──────── Extrait du texte

En août 2013, au Maroc, une grâce royale est accordée à un pédophile espagnol responsable du viol de 11 enfants alors que l’ONG « Touche pas à mon enfant » estime à 26 000 le nombre d’enfants violés par an. Peu de temps après, ce sont deux ados qui sont placés en détention pour avoir publié une photo de leur baiser sur Facebook, et un troisième qui les rejoint pour avoir pris ladite photo. À travers ces faits d’actualité qui ont traversé les frontières, l’état déplorable d’une justice marocaine particulièrement nébuleuse s’étale sous les yeux du monde entier. Décryptage.
« Le baiser de Nador ». Tel est désormais désigné cet incident, dans les colonnes des journaux locaux, mais pas seulement. Aljazeera, Libération , The Independant et même la presse australienne, tous font l’écho de cette intervention policière aux frontières de l’absurde et du désolant. À Nador, au nord-est du Maroc, un couple d’adolescents a été arrêté par la police pour avoir publié sur Facebook une photo les montrant en train de s’embrasser. Un troisième adolescent les rejoint pour avoir pris la photo mais l’absurdité de la situation ne s’arrête pas là : c’est une ONG qui est à l’origine de la plainte et elle a pour vocation de défendre… les libertés individuelles. Les réseaux sociaux s’enflamment, et comme souvent dans un Maroc où les pratiques américaines embrassent les traditions musulmanes comme les McDos se confondent avec les méchouis dans les rues de Casablanca, l’opinion publique se divise entre conservateurs religieux qui y voient une atteinte à la pudeur, et progressistes qui se désolent devant ce qu’ils estiment être un acte d’amour honteusement châtié.
Le feu aux poudres
Plus que le préjudice d’une justice que certains considèrent comme étant en discorde totale avec son époque, c’est la succession des contingents qui n’aide guère à atténuer l’indignation des Marocains. Cet été, un Espagnol de 63 ans, Daniel Galvan, qui avait été condamné à 30 ans de prison au Maroc pour le viol de 11 enfants, a bénéficié d’une grâce royale après moins de deux ans de réclusion. Au Maroc on crie au scandale, on interpelle les autorités. On organise des sit-in sévèrement réprimés au cours desquels des slogans plus anti-monarchistes que jamais sont prononcés dans un pays qui n’a jamais été vraiment ébranlé par les secousses du printemps arabe. Les réseaux sociaux se déchaînent et le fracas causé par le courroux des manifestants retentit bien au-delà des frontières méditerranéennes.

────────────────
──────── Données extraites

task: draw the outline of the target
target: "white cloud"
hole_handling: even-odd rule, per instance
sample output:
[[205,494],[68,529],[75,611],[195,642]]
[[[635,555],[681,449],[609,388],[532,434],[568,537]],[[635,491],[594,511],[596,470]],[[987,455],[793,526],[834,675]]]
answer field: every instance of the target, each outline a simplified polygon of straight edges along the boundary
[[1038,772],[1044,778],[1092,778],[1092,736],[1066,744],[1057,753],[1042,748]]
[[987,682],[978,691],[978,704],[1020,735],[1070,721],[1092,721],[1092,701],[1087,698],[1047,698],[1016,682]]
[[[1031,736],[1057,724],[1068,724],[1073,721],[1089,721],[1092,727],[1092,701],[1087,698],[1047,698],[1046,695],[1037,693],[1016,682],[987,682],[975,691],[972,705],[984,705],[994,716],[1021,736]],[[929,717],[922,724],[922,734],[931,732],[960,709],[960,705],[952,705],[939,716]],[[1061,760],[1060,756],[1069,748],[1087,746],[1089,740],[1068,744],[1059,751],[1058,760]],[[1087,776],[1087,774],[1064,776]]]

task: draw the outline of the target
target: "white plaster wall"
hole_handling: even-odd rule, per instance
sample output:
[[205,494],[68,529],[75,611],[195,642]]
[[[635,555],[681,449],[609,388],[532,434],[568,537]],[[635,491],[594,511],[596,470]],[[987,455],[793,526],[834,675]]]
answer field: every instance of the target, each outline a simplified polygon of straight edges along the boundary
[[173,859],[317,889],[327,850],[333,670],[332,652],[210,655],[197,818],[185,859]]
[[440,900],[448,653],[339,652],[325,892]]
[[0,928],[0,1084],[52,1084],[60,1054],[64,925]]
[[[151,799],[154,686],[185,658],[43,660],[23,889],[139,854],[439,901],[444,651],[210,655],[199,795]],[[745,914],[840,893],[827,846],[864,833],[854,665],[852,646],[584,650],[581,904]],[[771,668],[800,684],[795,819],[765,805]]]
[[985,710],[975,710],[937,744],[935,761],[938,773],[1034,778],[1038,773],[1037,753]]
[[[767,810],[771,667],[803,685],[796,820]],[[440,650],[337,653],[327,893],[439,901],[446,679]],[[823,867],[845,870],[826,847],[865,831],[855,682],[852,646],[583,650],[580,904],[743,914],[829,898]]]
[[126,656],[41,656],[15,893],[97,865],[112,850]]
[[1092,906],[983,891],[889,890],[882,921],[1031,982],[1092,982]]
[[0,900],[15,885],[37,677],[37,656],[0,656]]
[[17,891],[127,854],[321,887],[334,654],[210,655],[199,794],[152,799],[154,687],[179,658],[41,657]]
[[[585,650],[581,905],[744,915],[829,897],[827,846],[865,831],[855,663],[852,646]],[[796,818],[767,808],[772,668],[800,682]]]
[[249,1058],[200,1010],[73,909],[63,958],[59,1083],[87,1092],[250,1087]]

────────────────

Tâches à faire:
a) Recopiez mot pour mot le passage de l'article sur la justice marocaine qui va de « En août 2013, au » jusqu'à « monde entier. Décryptage. ».
b) Rédigez la suite de l'article sur la justice marocaine, en reprenant juste après sa dernière phrase.

Réponses par tâche:
a)
En août 2013, au Maroc, une grâce royale est accordée à un pédophile espagnol responsable du viol de 11 enfants alors que l’ONG « Touche pas à mon enfant » estime à 26 000 le nombre d’enfants violés par an. Peu de temps après, ce sont deux ados qui sont placés en détention pour avoir publié une photo de leur baiser sur Facebook, et un troisième qui les rejoint pour avoir pris ladite photo. À travers ces faits d’actualité qui ont traversé les frontières, l’état déplorable d’une justice marocaine particulièrement nébuleuse s’étale sous les yeux du monde entier. Décryptage.

b)
D’autres excentricités judiciaires ne traversent pas les frontières mais viennent régulièrement s’ajouter à l’interminable liste de ces jugements dont le cheminement légal est pour le moins obscur. Hassan Arif, député du parti l’Union Constitutionnelle et président de la Commune d’Aïn Aouda, est poursuivi depuis plusieurs années pour le viol d’une fonctionnaire. La victime a eu un enfant qu’elle affirme être le fruit de cette agression sexuelle. Maroc Telecom a fourni les preuves de 284 communications téléphoniques entre le député et la victime et des tests ADN ont été effectués par le laboratoire de la Gendarmerie Royale, l’un est basé sur un échantillon de sa salive, et l’autre sur le sperme retrouvé sur ses sous-vêtements. Les résultats ne laissent place à aucune tergiversation, Hassan Arif est le père de cet enfant, mais l’intéressé continue de nier tout rapport sexuel avec la victime. Après un tribunal de première instance qui le condamne à un an de prison (soit la même peine que pour un morceau de rap contestataire), la cour d’appel le déclare innocent et le libère immédiatement. Le magazwine (« zwine » en arabe veut dire « beau ») collaboratif féminin Qandisha relate cette scène durant laquelle l’enfant en question, qui était présent au jugement d’appel, est allé vers l’accusé et l’a appelé « Emmi » (mon oncle).
La justice marocaine finit par donner une issue à ce procès qui sonne comme une provocation à l’oreille d’une frange de la population marocaine : les autorités ont arrêté la victime Malika Slimani, résidant dans le village d’Ain Aouda. Elle est accusée d’outrage à magistrat. Présentée devant le parquet, elle a refusé de présenter des excuses et a réitéré sa remise en question de l’intégrité du tribunal qui a statué sur son affaire. Le parlementaire accusé de viol est innocenté, et la femme violée est arrêtée et accusée d’outrage à magistrat.
Au Maroc, Justice et traditions se confondent
Ces fréquentes démonstrations d’injustice dévoilent les grésillements d’un système judiciaire mal conçu et mal appliqué. Le Maroc, c’est ce splendide pays d’Afrique du Nord où non sans peine, se brassent coutumes religieuses musulmanes et mœurs européennes dans un climat tendu où les vents de la crise économique rejoignent la rafale du printemps arabe. Ce mélange explosif est en partie responsable des dysfonctionnements de la justice. Le pays n’est point laïque : selon la Constitution du pays, l’islam est la religion d’État qui garantit à tous le libre exercice des cultes.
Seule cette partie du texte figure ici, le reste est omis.